DATA PROVIDED:
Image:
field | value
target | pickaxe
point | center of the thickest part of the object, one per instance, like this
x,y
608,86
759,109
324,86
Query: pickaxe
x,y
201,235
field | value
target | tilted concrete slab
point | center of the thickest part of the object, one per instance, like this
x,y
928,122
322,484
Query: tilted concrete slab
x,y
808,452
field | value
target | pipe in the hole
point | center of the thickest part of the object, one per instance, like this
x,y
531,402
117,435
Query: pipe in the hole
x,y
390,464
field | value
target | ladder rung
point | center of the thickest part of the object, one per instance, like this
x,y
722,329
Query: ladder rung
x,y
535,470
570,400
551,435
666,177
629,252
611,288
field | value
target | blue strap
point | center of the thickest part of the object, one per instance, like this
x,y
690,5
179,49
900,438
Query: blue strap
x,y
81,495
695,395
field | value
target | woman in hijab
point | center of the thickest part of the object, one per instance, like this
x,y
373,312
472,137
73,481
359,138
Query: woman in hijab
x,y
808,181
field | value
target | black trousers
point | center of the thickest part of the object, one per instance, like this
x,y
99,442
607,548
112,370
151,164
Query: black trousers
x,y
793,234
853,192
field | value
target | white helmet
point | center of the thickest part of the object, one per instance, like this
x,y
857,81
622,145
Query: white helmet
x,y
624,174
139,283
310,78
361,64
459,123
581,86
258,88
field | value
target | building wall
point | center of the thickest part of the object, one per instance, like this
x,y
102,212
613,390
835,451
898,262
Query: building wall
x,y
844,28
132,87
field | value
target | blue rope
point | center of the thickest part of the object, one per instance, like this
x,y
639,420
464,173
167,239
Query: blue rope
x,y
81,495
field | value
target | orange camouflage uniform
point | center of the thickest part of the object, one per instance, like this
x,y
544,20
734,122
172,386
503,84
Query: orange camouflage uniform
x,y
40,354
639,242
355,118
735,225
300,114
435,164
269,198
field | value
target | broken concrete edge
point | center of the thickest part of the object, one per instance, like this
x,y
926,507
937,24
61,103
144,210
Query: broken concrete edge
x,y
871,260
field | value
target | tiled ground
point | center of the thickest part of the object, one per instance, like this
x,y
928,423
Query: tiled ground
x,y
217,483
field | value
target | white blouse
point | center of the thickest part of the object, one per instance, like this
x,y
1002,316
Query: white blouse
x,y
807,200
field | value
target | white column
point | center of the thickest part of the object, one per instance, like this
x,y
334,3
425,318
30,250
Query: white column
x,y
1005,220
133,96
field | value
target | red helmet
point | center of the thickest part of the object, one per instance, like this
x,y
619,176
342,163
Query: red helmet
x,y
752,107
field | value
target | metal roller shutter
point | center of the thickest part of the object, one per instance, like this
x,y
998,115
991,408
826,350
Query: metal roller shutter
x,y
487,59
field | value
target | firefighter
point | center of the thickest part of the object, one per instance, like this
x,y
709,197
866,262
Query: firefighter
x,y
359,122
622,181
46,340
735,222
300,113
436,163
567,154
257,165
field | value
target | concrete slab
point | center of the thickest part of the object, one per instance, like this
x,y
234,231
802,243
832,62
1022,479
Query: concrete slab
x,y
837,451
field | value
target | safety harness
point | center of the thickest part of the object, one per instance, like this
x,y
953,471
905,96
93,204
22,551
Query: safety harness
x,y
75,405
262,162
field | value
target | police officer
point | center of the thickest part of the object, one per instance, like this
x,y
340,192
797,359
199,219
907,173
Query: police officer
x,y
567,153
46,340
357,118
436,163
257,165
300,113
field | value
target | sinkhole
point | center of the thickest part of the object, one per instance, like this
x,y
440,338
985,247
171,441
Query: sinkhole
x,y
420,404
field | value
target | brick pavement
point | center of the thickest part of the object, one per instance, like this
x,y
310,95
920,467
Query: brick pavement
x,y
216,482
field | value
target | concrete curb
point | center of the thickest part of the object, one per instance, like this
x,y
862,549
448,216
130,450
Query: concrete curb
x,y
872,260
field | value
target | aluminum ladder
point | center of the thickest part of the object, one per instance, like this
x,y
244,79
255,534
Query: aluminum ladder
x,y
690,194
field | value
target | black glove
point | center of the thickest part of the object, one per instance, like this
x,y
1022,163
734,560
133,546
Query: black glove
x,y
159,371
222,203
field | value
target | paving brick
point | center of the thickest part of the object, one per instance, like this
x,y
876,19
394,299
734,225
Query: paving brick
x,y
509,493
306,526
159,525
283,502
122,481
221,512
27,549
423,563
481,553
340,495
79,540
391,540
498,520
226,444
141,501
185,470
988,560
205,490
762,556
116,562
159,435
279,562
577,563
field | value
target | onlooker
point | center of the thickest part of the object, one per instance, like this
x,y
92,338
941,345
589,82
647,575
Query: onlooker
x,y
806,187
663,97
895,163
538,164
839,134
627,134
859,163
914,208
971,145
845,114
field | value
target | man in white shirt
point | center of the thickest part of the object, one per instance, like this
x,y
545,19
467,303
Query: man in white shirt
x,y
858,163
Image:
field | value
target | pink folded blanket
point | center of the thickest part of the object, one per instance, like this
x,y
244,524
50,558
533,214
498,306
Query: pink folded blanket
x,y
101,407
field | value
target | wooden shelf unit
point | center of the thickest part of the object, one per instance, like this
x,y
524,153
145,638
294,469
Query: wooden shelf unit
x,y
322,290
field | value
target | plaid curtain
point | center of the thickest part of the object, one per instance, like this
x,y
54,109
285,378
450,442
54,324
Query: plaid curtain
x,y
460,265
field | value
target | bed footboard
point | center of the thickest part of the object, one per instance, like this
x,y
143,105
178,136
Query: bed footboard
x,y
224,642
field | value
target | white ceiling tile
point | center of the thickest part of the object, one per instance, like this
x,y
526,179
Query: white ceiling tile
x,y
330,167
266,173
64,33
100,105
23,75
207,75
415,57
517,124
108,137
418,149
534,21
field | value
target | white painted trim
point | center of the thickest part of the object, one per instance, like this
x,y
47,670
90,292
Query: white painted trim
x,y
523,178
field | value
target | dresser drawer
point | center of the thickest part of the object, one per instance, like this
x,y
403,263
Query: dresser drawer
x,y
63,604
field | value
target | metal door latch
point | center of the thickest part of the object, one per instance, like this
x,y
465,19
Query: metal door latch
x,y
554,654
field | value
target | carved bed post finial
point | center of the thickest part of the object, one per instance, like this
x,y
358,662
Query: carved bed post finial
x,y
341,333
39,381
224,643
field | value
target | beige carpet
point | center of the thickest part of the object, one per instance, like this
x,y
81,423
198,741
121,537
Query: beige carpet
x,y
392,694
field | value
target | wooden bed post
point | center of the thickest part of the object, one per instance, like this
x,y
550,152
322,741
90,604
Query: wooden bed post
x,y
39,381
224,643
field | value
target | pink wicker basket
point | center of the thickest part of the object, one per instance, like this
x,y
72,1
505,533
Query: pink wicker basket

GIVEN REQUEST: Repeat all the entries exactly as given.

PROBLEM SOLUTION:
Image:
field | value
target | pickaxe
point | center of the thickest part of the object, one per instance, like this
x,y
608,86
759,109
324,86
Query: pickaxe
x,y
201,235
field | value
target | tilted concrete slab
point | center of the thickest part of the object, one per instance, like this
x,y
928,122
322,484
Query: tilted concrete slab
x,y
808,452
field | value
target | pipe in the hole
point | center of the thickest part of the object, one per instance, like this
x,y
531,402
117,435
Query: pipe in the hole
x,y
390,464
field | value
target | ladder rung
point | center of the thickest part of the object, one per instance, like this
x,y
722,329
Query: ladder rung
x,y
535,470
570,400
551,435
666,177
629,252
611,288
field | value
target | blue strap
point | center of the thickest part of the object, one per instance, like this
x,y
690,5
179,49
900,438
Query: blue strap
x,y
81,495
695,395
field | value
target | woman in hijab
point | center of the thickest part of the object, one per instance, like this
x,y
373,312
472,137
73,481
359,138
Query: woman in hijab
x,y
808,181
field | value
target | black trousers
point | center of the thickest part of the object, one per instance, like this
x,y
99,442
607,548
112,370
151,164
Query: black trousers
x,y
793,234
853,192
field | value
target | white helmet
point | center of the thickest part of the object, one per instance, like this
x,y
857,81
622,145
Query: white helmet
x,y
624,174
139,283
310,78
361,64
459,123
581,86
258,88
field | value
target | building wall
point | center of the thickest part of the object, one per instance, like this
x,y
102,212
613,390
835,451
898,262
Query: building wall
x,y
844,28
132,87
field | value
target | blue rope
point | center of the thickest part of the object, one per instance, like this
x,y
639,420
464,173
167,239
Query: blue rope
x,y
81,495
field | value
target | orange camouflage uniform
point | center of the thickest part of the object, one per instance, like this
x,y
544,20
734,122
172,386
503,84
Query: orange camouflage uniform
x,y
40,354
639,242
355,118
735,225
300,114
435,164
269,198
field | value
target | broken concrete edge
point | center of the thickest part of the object, one per instance, like this
x,y
926,507
937,24
61,103
144,210
Query: broken concrete edge
x,y
871,260
field | value
target | tiled ground
point | center of the thickest part of the object, one per instance, like this
x,y
928,423
Query: tiled ground
x,y
217,483
field | value
target | white blouse
point | center of the thickest part of the object, one per instance, like this
x,y
1002,316
Query: white blouse
x,y
807,200
field | value
target | white column
point | center of the thickest part of the object, one per instance, like this
x,y
334,3
425,318
30,250
Query: white column
x,y
1005,220
133,96
field | value
target | red helmet
point | center of the thickest part of the object, one per instance, like this
x,y
619,176
342,163
Query: red helmet
x,y
752,107
field | value
target | metal roller shutter
point | center of the thickest part of the object, one per instance, like this
x,y
998,115
991,408
826,350
Query: metal roller shutter
x,y
487,59
field | value
target | firefighter
point | center of the thickest part of the object, one per instance, like this
x,y
709,197
866,262
Query: firefighter
x,y
359,122
622,181
46,340
735,222
300,113
436,163
567,154
257,165
field | value
target | concrete slab
point | center of the thickest part of the object, one per instance, like this
x,y
234,231
802,243
832,62
1022,479
Query: concrete slab
x,y
837,451
field | value
target | safety harness
point | center of the thickest part of the object, one per instance, like this
x,y
953,471
905,96
93,204
22,551
Query: safety harness
x,y
75,405
262,162
field | value
target | police officer
point | center of the thickest part of the object, one per instance, like this
x,y
340,192
797,359
199,219
907,173
Query: police officer
x,y
567,153
46,340
357,118
436,163
257,165
300,113
field | value
target | sinkhole
point | center of the thickest part of the object, one per instance, like this
x,y
440,338
985,247
171,441
Query: sinkhole
x,y
420,404
field | value
target | brick pavement
point | center of the thickest part of the object, one per instance, like this
x,y
310,95
920,467
Query: brick pavement
x,y
216,482
field | value
target | concrete curb
point | center of the thickest part of the object, one per instance, like this
x,y
862,549
448,216
130,450
Query: concrete curb
x,y
872,260
field | value
target | aluminum ladder
point | center of the thickest part of the object, one per instance, like this
x,y
244,79
255,534
Query: aluminum ladder
x,y
690,194
field | value
target | black glove
point | center of the thickest part of the object, one per instance, like this
x,y
1022,163
734,560
133,546
Query: black glove
x,y
159,371
222,203
field | value
target | paving brick
point | center of the thickest part of the object, one per instance, like this
x,y
876,19
394,299
734,225
Query: paving brick
x,y
509,493
306,526
159,525
283,502
122,481
221,512
27,549
423,563
481,553
340,495
79,540
391,540
498,520
226,444
141,501
185,470
988,560
205,490
762,556
116,562
159,435
279,562
577,563
field | value
target | onlooker
point | center of the thickest part of the object, one per instance, like this
x,y
92,338
941,345
589,82
647,575
Query: onlooker
x,y
806,187
663,97
895,163
538,164
839,134
627,134
859,163
914,208
971,145
845,114
field | value
target | man in white shirt
point | center of the thickest part of the object, one per instance, like this
x,y
545,19
467,303
Query: man in white shirt
x,y
858,163
Image:
field | value
target | pink folded blanket
point | center of the thickest part of the object, one per instance, like this
x,y
244,524
50,558
533,214
498,306
Query: pink folded blanket
x,y
101,407
field | value
target | wooden shelf unit
point | center of the thickest part of the object, one per instance, like this
x,y
524,153
145,638
294,469
Query: wooden shelf unit
x,y
322,290
field | value
target | plaid curtain
point | center of the thickest part of the object, one per instance, like this
x,y
54,109
285,378
450,442
54,324
Query: plaid curtain
x,y
460,265
field | value
target | bed footboard
point | center of the thickest part of the object, one per instance, like this
x,y
143,105
178,136
Query: bed footboard
x,y
224,642
field | value
target | white ceiling tile
point | center of the thickest part of the object, one per instance, like this
x,y
526,179
Query: white ceiling tile
x,y
330,167
266,173
64,33
100,105
23,75
207,75
415,57
517,124
108,137
418,149
534,21
field | value
target | white painted trim
point | center of the thickest part of the object, one per instance, like this
x,y
47,670
90,292
Query: white painted trim
x,y
523,178
field | value
target | dresser drawer
point | center of the thickest part of the object, one per instance, like this
x,y
403,263
Query: dresser drawer
x,y
63,604
field | value
target | metal door latch
point | center of the thickest part of the object, one per instance, like this
x,y
465,19
Query: metal door latch
x,y
554,654
field | value
target | carved bed post finial
point | center of the thickest part of the object, one per instance, like this
x,y
358,662
Query: carved bed post finial
x,y
341,333
39,381
224,643
field | value
target | beige carpet
point | center of the thickest part of the object, one per instance, like this
x,y
81,423
198,741
121,537
Query: beige carpet
x,y
392,694
field | value
target | wooden bed post
point | center of the thickest part of the object, one per instance, like this
x,y
550,152
322,741
90,604
Query: wooden bed post
x,y
39,381
224,643
field | value
target | pink wicker basket
point | center of the thickest part of the object, one per instance, like this
x,y
72,1
505,533
Query: pink wicker basket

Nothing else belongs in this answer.